▸ **Passage provided**

----

The Committee also pointed out that, after counselling stopped, “F” ended the relationship and sought police protection in the form of a restraining order. Criminal charges were laid. “F” experienced psychological problems and obtained ongoing treatment to deal with them.

After learning of the complaint, the social worker (who had faced a similar complaint a few years earlier) told the Committee that she took various steps to upgrade her knowledge of the issues by reading articles, discussing her counselling of the couple with a former supervisor to develop a standard assessment protocol, and by taking three courses, one of which was “Responding to Domestic Violence”.

In finding that the social worker had acted dishonourably by violating numerous sections of the profession’s Misconduct Regulations, the Committee found that the social worker 

1) failed to observe, clarify and enquire about information presented by “F”;

2) failed to be aware of the extent and parameters of her competence and her professional scope of practice and limit her practice accordingly;

3) failed to inform her client of the option to be referred to another professional;

4) failed to ensure that her services were competently provided by seeking additional supervision, consultation and education;

5) failed to be guided by the client’s interest in making certain recommendations without first suggesting a referral to another professional;

6) failed to remain current with emerging social work knowledge and practice relevant to her areas of professional practice with respect to intimate partner abuse issues;

7) failed to maintain current knowledge of policies, legislation, programs and issues related to the community, its institutions and services available in her area of practice with respect to intimate partner abuse issues;

8) failed to ensure that any professional recommendations or opinions she provided were appropriately substantiated by evidence and supported by a credible body of professional social work knowledge with respect to intimate partner abuse issues;

9) failed to engage in a process of self-review and evaluation of her practice, and failed to seek consultation where appropriate;

10) engaged in conduct and performed an act relevant to the practice of the profession that would reasonably be regarded by members as disgraceful, dishonourable or unprofessional, which reflected negatively on the profession of social work;

11) failed to deliver client services, respond to client queries, concerns and complaints in a timely or reasonable manner.

----

(Collected data entries)
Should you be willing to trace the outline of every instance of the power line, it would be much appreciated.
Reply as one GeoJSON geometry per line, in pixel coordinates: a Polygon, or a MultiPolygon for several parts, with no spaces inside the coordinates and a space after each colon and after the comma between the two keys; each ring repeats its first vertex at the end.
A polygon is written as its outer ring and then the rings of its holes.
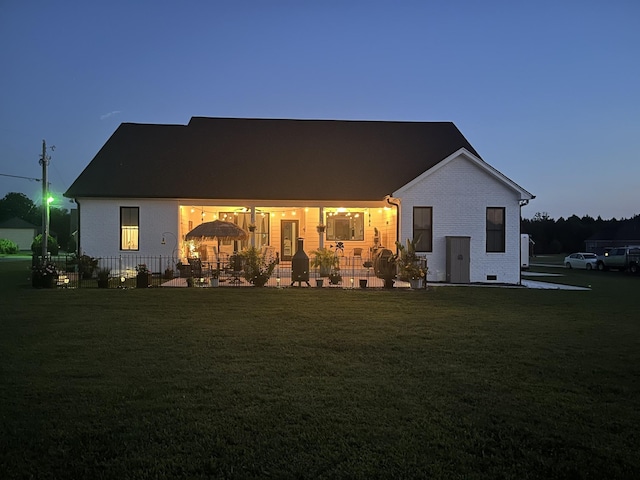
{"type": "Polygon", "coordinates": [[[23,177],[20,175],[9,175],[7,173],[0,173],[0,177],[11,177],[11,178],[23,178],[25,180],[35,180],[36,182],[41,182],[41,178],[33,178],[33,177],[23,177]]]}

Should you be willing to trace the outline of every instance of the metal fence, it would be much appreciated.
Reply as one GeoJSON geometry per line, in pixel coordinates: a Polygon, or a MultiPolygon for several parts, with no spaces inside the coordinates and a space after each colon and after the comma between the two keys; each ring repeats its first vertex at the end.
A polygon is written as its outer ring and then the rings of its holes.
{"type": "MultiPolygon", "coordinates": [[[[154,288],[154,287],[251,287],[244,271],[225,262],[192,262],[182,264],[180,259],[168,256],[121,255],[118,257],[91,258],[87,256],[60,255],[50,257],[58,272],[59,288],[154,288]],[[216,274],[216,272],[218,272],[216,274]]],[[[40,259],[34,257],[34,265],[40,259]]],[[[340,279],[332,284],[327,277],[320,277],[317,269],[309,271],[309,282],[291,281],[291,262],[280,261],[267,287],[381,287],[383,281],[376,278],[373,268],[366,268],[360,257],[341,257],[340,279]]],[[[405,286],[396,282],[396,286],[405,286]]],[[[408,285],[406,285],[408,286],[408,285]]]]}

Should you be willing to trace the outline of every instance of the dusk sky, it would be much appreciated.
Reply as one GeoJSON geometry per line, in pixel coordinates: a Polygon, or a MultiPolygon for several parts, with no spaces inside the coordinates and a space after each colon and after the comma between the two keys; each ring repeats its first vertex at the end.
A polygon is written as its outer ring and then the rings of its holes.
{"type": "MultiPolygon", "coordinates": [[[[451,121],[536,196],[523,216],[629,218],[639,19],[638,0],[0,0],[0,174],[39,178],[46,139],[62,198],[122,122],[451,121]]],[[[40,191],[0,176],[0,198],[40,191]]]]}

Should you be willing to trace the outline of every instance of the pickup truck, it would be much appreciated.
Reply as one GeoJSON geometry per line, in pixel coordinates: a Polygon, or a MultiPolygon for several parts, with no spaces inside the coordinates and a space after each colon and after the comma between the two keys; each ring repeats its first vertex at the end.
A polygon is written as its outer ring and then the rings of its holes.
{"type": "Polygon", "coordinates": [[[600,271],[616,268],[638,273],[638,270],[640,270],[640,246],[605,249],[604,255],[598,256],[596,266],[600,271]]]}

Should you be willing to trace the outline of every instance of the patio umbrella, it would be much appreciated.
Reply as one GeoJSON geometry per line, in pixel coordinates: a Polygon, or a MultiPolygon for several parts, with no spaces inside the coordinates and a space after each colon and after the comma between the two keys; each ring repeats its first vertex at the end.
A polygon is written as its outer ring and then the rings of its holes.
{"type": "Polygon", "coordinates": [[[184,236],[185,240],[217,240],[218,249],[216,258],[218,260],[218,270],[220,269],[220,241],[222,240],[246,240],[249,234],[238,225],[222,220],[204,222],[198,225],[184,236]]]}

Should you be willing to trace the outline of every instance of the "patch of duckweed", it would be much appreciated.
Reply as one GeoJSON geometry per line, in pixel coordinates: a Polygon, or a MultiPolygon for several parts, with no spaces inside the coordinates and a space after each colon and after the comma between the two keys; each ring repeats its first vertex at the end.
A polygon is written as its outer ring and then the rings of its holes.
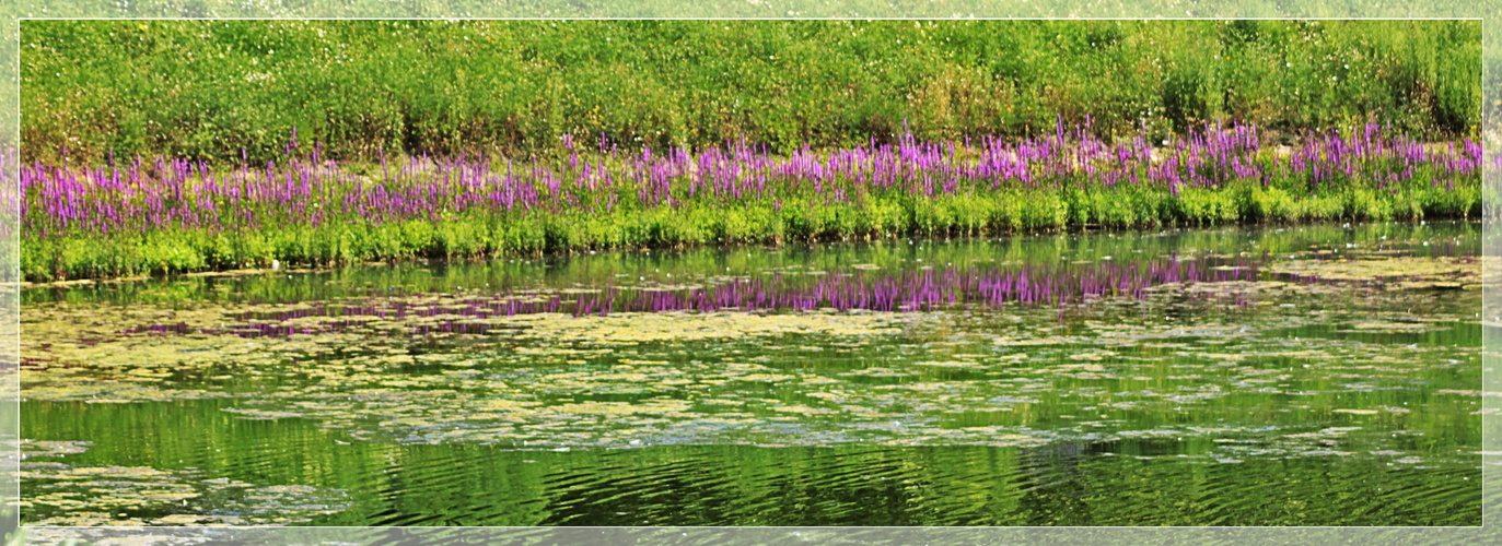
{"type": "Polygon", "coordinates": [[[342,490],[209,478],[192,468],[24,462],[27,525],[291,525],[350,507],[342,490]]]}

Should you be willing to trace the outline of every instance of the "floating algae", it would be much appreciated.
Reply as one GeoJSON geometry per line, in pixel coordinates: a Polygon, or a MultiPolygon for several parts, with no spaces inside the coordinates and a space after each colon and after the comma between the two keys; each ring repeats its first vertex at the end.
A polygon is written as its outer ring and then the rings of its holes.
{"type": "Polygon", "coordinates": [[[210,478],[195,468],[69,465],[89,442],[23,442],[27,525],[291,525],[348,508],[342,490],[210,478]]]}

----

▸ **Exercise**
According to the committee decision, what steps did the social worker take to upgrade her knowledge of the issues after learning of the complaint? List every one.

▸ **Response to this exercise**
- Reading articles
- Discussing her counselling of the couple with a former supervisor to develop a standard assessment protocol
- Taking three courses, one of which was "Responding to Domestic Violence"